Thursday, July 23, 2015

One last ovation for Dave Feldman

     When Dave Feldman walked into the newsroom, the sports department would stand and applaud.
     A mixture of admiration and gentle mockery of the man everyone called “The King.” Feldman, the paper’s turf reporter, was a king with a bad back and a heart condition, the dean of horse racing in Chicago who would reply to the question, "How are you?" with a snarl of "I'm dyin'!"
     So let’s potch our hands together and maybe we can conjure up Feldman one last time in honor of 100 years since his birth, July 24, 1915. Clap, and squint, and maybe we can see him toddle in, looking like an unmade bed, perhaps slightly raising a regal hand to acknowledge his subjects, a short, paunchy, sad-eyed man, lurid shirt untucked, fly perhaps undone. A man who lived for horses, who not only wrote about them, but owned them, trained them, bet on them, and announced their races.
     "I could enter my horse in a race, handicap the event, call him home to the wire, and interview the winning owner and trainer—me," he wrote in his memoir, perfectly titled “Woulda, Coulda, Shoulda,” written with Frank Sugano. The book is an urn containing Feldman's enormous spirit; crack it open and he lives again.
Dave Feldman

     "Dumb, right?" Feldman writes, of buying his first horse. "Yeah, but as they say, when you get an itch, you've got to scratch it. The thought of owning a horse had spread in my mind like a rash. I probably picked it up in New Orleans, where I had spent the winter covering the races at the Fair Grounds … My partner and I got the horse cheap because we promised to pay the owner $1,000 when Oomph Girl won a race. Hah! The first three times we ran her she was beaten like a flyweight matched against Jack Dempsey.”

Task instructions:
1. In the Dave Feldman column, what was the title of Feldman's memoir?
2. Return the exact text of the Dave Feldman column from "So let’s potch" to "he lives again.".
The data after the Dave Feldman column is separate material.

Dataset content:

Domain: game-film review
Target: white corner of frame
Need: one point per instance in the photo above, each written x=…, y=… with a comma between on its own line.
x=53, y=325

Replies:
1. "Woulda, Coulda, Shoulda"

2.
So let’s potch our hands together and maybe we can conjure up Feldman one last time in honor of 100 years since his birth, July 24, 1915. Clap, and squint, and maybe we can see him toddle in, looking like an unmade bed, perhaps slightly raising a regal hand to acknowledge his subjects, a short, paunchy, sad-eyed man, lurid shirt untucked, fly perhaps undone. A man who lived for horses, who not only wrote about them, but owned them, trained them, bet on them, and announced their races.
     "I could enter my horse in a race, handicap the event, call him home to the wire, and interview the winning owner and trainer—me," he wrote in his memoir, perfectly titled “Woulda, Coulda, Shoulda,” written with Frank Sugano. The book is an urn containing Feldman's enormous spirit; crack it open and he lives again.